(DATA)
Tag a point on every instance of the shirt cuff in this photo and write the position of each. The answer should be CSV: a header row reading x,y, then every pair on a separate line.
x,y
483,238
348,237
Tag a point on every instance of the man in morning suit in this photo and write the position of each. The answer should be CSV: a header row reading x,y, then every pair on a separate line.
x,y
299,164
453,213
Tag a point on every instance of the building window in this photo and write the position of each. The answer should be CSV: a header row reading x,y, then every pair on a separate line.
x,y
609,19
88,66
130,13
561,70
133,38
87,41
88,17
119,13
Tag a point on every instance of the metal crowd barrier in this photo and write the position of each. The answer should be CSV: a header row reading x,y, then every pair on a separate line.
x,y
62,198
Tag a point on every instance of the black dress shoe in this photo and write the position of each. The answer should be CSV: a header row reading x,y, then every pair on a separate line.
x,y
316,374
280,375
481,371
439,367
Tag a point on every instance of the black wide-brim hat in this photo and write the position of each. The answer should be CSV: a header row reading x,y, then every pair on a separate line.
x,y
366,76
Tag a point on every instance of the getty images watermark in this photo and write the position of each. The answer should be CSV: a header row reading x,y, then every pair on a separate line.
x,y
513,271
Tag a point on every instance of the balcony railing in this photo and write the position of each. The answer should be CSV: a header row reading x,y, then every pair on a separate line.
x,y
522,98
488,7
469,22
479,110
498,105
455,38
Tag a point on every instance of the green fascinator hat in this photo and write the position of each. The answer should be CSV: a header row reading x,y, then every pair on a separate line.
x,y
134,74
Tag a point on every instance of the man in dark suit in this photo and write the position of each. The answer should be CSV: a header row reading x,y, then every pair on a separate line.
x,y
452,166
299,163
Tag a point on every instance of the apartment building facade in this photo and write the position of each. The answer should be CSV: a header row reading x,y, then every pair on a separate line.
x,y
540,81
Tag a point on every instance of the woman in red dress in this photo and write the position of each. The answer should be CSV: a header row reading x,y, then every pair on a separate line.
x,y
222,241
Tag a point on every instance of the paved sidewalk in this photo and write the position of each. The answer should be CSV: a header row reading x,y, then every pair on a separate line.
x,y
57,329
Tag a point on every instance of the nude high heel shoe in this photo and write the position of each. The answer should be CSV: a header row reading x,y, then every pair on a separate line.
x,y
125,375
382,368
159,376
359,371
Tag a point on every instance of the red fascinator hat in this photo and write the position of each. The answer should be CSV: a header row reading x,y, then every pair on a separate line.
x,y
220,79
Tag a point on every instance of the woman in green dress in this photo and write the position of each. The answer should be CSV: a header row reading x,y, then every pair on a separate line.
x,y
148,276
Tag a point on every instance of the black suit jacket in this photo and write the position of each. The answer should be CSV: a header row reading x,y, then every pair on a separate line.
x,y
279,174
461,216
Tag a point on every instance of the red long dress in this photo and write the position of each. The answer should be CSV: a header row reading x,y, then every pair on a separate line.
(End DATA)
TASK BRIEF> Please return every line of the listing exactly.

YOUR SOLUTION>
Tag a point on every instance of the shirt cuff in this photo and write the position of each. The answer should be CSV: a header row reading x,y, then every pair on a separate line.
x,y
483,238
348,237
Tag a point on every instance of the man in morning suit in this photo and write the position of each. The answer should be CSV: a header row reading x,y, then every pair on a separate line.
x,y
299,164
453,213
Tag a point on every instance of the building window in this photo and write the position of each. The answer should be CSV: a header row reading x,y, then every pair on a separate line.
x,y
609,19
88,66
130,13
561,70
133,38
87,41
88,17
119,13
Tag a point on every instance of the metal crowd barrier in this photo and write the position of each. The answer should be CSV: a header row reading x,y, then every pair on a separate line.
x,y
62,198
Tag a point on every instance of the black dress shoe in this photo and write the position of each. The answer should be CSV: a header row reading x,y, then every pair on a separate line.
x,y
316,374
280,375
481,371
439,367
Tag a point on every instance of the black wide-brim hat in this photo and write the position of each. The answer should be CSV: a header row reading x,y, then every pair on a separate line.
x,y
366,76
Tag a point on every instance of the getty images watermark in this photo and write the position of each. The answer should be CSV: a header row reading x,y, then every pair on a separate line.
x,y
513,271
Tag a point on every instance of the balcony railing in this photo and write the position of each. The answer should be CSV: a header row reading x,y, then every pair on a separate line.
x,y
522,98
488,7
469,22
479,110
498,105
455,38
Tag a point on every instance of the green fascinator hat in this photo and write the position of each. The answer should be CSV: a header row reading x,y, then every pair on a separate line.
x,y
134,74
Tag a point on every instance of the man in dark suit in this photo and write the position of each. The answer should be CSV: a header row reading x,y, then every pair on a separate line.
x,y
452,166
299,163
Tag a point on every instance of the apartment building facade in this photo and write the position of each. The answer should be CSV: a header row reading x,y, then every pair on a separate line.
x,y
540,81
Tag a point on every instance of the woman in red dress in this photo and write the position of each. The answer should be CSV: a header row reading x,y, then every pair on a separate line.
x,y
222,241
Tag a point on every instance of the paved sidewalk in this photo and write the position of each. The answer should be CSV: a header row reading x,y, then every pair on a separate line.
x,y
57,329
Tag a point on every instance of the nude high heel shoe in this photo and write the position of each. The answer should be CSV: a header row reading x,y, then every pair on a separate line.
x,y
125,375
382,368
159,376
359,371
Tag a point on every instance of the red fascinator hat in this photo and write the position of each. The answer should be CSV: a header row reading x,y, then every pair on a separate line.
x,y
220,79
Tag a point on every instance of the woman in green dress in this photo and write the position of each. The answer should be CSV: a header row reading x,y, then every pair on a separate line.
x,y
148,276
Tag a point on every instance of the black suit jacket in this photo and write the position of each. The answer should be CSV: a header row reading x,y, then every pair on a separate line.
x,y
279,174
461,216
Tag a point on every instance of the red long dress in this photo and write the position of each. The answer should be CSV: a header row reading x,y, then every pair on a separate line.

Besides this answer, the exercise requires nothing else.